Source passage —
>>>

A drop -- or not
In today's story about the recent decline in home prices, Celia Chen with Moody's Economy.com said the company is now predicting a 20 percent price drop when all is said and done. That's nationally, though she expects a similar result in the Baltimore area.
But Motley Fool contributor Marko Djuranovic has a piece this week arguing against such a swoon. He thinks "most homes are probably priced near their fair value." He says housing costs have risen in large part because new homes are bigger and generally more expensive to construct than they were a generation ago, not because builders are taking huge profits:
This is important because it creates a floor for the price at which homebuilders will be willing to create additional inventory. Buyers will thus be faced with builders willing to slash prices drastically on existing inventory but unwilling to offer similar discounts on future projects.
One thing seems certain: The debate over prices -- whether they're artificially high, and if so, how much -- won't be resolved soon.







Comments
Interesting theory. Certainly merits watching.
Another thing that could support prices is that non-distressed homeowners may not be willing to sell for a loss. If you can afford your current mortgage and you don't have to move, why would you take a $50,000 hit? While that's likely to prolong this lower level of sales, it could very well provide price support.
Posted by: Mitch | February 27, 2008 11:18 AM
If you go by price per square foot, sure many homes of size are a better deal (McMansions on former country-side). Also, the taxes are low. It is not very "green" or inclusive...

<<<

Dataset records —
>>>

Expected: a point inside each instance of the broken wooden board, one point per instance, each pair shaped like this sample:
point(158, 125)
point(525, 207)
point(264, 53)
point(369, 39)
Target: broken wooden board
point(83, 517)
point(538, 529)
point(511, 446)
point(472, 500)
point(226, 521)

<<<

Exercise set —
**1.** According to the home-price post, what price drop is Moody's Economy.com now predicting?
**2.** Rewrite the stretch of the home-price post from "One thing seems" through "Certainly merits watching.", putting "argument" in place of "debate".

The replies —
**1.** A 20 percent price drop nationally.

**2.**
One thing seems certain: The argument over prices -- whether they're artificially high, and if so, how much -- won't be resolved soon.







Comments
Interesting theory. Certainly merits watching.